EXTRACTED MATERIAL »
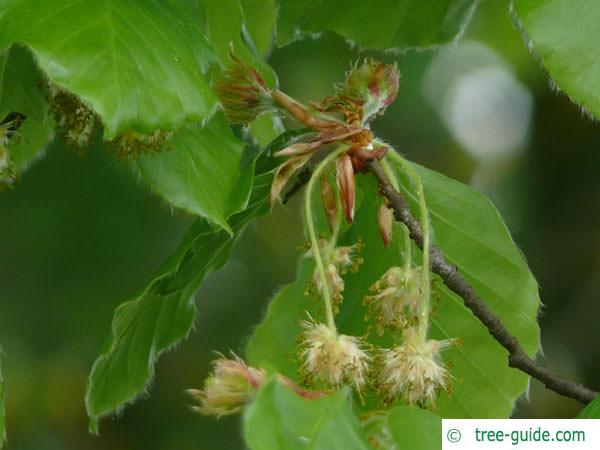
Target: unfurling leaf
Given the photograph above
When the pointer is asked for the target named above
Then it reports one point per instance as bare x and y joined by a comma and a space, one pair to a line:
346, 184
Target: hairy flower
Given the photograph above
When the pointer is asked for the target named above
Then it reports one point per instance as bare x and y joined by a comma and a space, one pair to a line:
413, 371
133, 143
75, 117
243, 93
336, 262
231, 385
396, 299
332, 358
367, 91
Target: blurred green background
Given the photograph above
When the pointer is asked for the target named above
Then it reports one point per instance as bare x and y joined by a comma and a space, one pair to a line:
78, 236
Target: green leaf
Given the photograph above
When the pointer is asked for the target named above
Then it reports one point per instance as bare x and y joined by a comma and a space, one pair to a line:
2, 407
163, 313
473, 237
415, 429
565, 35
379, 24
138, 63
591, 411
19, 92
280, 419
201, 171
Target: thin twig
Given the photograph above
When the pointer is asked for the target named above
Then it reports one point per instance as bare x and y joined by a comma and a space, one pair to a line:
517, 358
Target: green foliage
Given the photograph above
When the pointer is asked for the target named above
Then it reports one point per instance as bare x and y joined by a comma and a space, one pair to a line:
565, 35
2, 406
163, 313
201, 171
148, 66
19, 92
591, 411
403, 423
226, 24
380, 24
139, 64
281, 419
472, 235
260, 17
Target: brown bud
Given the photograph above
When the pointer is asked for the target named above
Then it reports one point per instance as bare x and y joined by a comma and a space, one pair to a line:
346, 183
328, 199
385, 220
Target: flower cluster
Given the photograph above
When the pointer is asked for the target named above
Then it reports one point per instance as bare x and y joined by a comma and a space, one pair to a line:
336, 261
332, 358
132, 143
394, 304
413, 371
367, 91
76, 118
243, 93
340, 146
231, 385
8, 130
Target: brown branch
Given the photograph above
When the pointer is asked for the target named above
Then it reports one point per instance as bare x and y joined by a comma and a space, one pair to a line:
517, 358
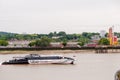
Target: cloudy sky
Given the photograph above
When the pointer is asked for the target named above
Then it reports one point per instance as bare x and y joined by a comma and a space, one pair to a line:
71, 16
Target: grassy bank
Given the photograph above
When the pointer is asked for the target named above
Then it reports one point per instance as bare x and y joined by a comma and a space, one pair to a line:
46, 51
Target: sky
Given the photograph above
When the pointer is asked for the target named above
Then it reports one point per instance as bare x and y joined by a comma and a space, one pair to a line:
71, 16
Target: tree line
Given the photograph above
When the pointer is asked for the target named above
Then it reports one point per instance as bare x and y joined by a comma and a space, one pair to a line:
45, 39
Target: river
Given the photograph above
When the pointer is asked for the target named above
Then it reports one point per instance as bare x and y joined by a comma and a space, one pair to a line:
87, 67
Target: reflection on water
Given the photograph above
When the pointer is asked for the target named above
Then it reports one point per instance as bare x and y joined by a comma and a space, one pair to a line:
87, 67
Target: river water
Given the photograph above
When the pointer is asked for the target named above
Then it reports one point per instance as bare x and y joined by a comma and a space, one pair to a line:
87, 67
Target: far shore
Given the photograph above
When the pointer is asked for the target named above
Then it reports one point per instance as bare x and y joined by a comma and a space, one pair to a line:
46, 51
54, 52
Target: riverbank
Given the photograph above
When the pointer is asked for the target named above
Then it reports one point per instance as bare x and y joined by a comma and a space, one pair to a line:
55, 52
46, 51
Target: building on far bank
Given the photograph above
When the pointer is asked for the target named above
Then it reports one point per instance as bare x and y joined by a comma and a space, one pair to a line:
18, 43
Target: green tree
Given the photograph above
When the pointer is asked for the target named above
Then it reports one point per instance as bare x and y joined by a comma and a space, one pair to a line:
43, 42
104, 41
3, 43
82, 41
31, 44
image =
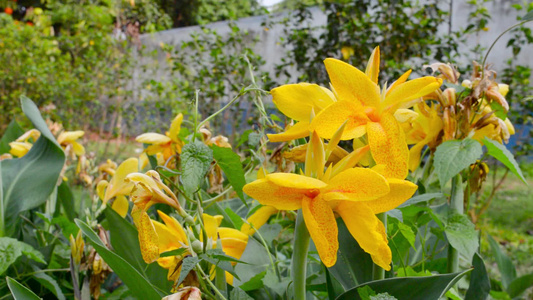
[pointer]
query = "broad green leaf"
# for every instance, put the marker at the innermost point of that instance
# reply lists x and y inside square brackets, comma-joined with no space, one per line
[138,285]
[12,133]
[506,267]
[421,198]
[230,163]
[454,156]
[66,198]
[28,181]
[239,294]
[19,291]
[501,153]
[410,288]
[125,241]
[196,160]
[188,264]
[354,265]
[11,249]
[519,285]
[50,283]
[462,235]
[479,288]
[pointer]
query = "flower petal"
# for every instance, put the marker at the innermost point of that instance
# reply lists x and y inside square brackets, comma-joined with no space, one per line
[388,146]
[296,100]
[400,191]
[322,226]
[411,89]
[356,184]
[258,219]
[117,185]
[328,121]
[152,138]
[352,85]
[368,230]
[296,131]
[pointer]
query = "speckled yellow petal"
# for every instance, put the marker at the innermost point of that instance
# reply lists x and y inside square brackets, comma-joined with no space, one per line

GOAL » Take the data above and repeat it exactly, leaving each picture out.

WRITTEN SOLUTION »
Target: unfurling leaf
Given the photograph above
When the pointer is asked for the target named above
Then it reports one point per instance as bare x and y joined by a comma and a space, one pair to a line:
346, 184
Target: hairy flower
Given the photograph above
When the pointer is asked for the target named above
Then it reports one point per instance as bare x and y joined by a comma and a space, one pair to a line:
413, 371
133, 143
75, 117
243, 93
336, 262
231, 385
396, 299
332, 358
367, 91
Target: blurred green background
Given the photograph above
When the pointer is asked for the target named above
Then it reports one point per instance as bare x and y joined by a comma and a space, one pair to a line:
78, 236
Target: green leaf
Given the photograph above
When the pointer is asked for the target named above
Then it reports one point per instance as bare x and y joined by a comma and a space, one pair to a line:
2, 407
163, 313
473, 237
415, 429
565, 35
379, 24
138, 63
591, 411
19, 92
280, 419
201, 171
Target: thin twig
Given the photograph above
When the pointer is asked for the target named above
Then it reports one point per instance as bare x and y joined by a comma and a space, one pair to a line:
517, 358
Target: green foliage
Given the photograph above
When the pointer is asked for the target named above
Then it reports one point per instance as bare x and y joined by a comma and a space, one pair to a line:
565, 35
2, 406
163, 313
201, 171
148, 66
19, 92
591, 411
403, 423
226, 24
380, 24
139, 64
281, 419
472, 235
260, 17
Target: brown bud
Given the photograph above
When the pointer is asked for the target named above
Then it reports one point per instance as bare x and y joined by a comma and a space, one pair to a line:
346, 183
328, 199
385, 220
Target: flower cluster
Given the photograph above
When the pointer is asked for the target named above
Then it reports one point per instance as bare x and y joined by a comma and a space, one pair to a line:
336, 261
332, 358
132, 143
394, 304
413, 371
367, 91
76, 118
243, 93
340, 146
231, 385
8, 130
Target: brown branch
Given the photograph above
When the pointer is asked for the target named above
Then it reports one point per instance as bare x and y joined by a comma and a space, one pair to a line:
517, 358
Target: cloudy sky
Given the photograph above
When the pointer is asked for the target named above
Then it reports one point per instance as bare x and y joined by a comma and a space, one pair to a line:
71, 16
Target: grassy bank
Given the photograph above
When the pointer is asked for the target named above
Then it reports one point per instance as bare x and y joined by a comma and a space, one pair to a line:
46, 51
Target: sky
Given the photograph above
When the pointer is asked for the target named above
Then it reports one point per instance as bare x and y joined by a comma and a space, one pair to a line:
71, 16
Target: tree line
Given the photograph above
When the pointer is asked for the target named above
Then it reports one point per instance as bare x and y joined by a comma and a space, one pair to a line:
45, 39
Target: river
Given the photograph above
When the pointer is asked for the target named above
Then it reports one point per instance as bare x and y joined by a comma and a space, one pair to a line:
87, 67
Target: reflection on water
Given the photograph above
When the pointer is asked for the target named above
Then it reports one point per instance as bare x and y joined by a comma and a space, one pair to a line:
87, 67
Target: river water
Given the photograph above
When the pointer is asked for the target named above
Then it reports one point per instance as bare x and y joined by a comma and a space, one pair to a line:
87, 67
Target: far shore
Given the photograph above
When the pointer is asked for the target named above
Then it reports one point per instance as bare x and y joined by a comma and a space, one pair to a line:
46, 51
54, 52
Target: riverbank
Given the photograph above
When the pointer is asked for the target named above
Then it reports one point per instance as bare x and y joined by a comma and a space, one pair to a line:
55, 52
46, 51
Target: building on far bank
Given the photograph above
When the pointer is asked for the target named above
Then it reports one point per instance as bare x and y joined by a comma and a space, one pair to a line:
18, 43
Target: green tree
Given the photograph above
When the pointer is asked for the target named above
Then it reports one point per instance as bare x and y joined by a comma and a space, one pair to a line:
43, 42
104, 41
3, 43
82, 41
31, 44
image =
[pointer]
query = "broad green leaf"
# for every instance, put the marker at the innermost point of that instance
# reply lists x and y inside square brackets, comma-joined with no space, one per line
[138,285]
[12,133]
[506,267]
[421,198]
[230,163]
[454,156]
[66,198]
[28,181]
[239,294]
[19,291]
[501,153]
[410,288]
[125,241]
[196,160]
[188,264]
[354,265]
[11,249]
[519,285]
[50,283]
[462,235]
[479,288]
[pointer]
query = "flower petal"
# for every instance, put the marker at the innermost point of that instance
# reply lists x and y inside square brackets, comma-joined with no space, one per line
[388,146]
[296,100]
[400,191]
[322,226]
[411,89]
[356,184]
[258,219]
[117,185]
[328,121]
[152,138]
[352,85]
[368,230]
[296,131]
[pointer]
query = "speckled yellow petal"
# for every instance, put the marker at the innermost point of that instance
# reply lists x and y inside square brackets, comma-joined with no space, one per line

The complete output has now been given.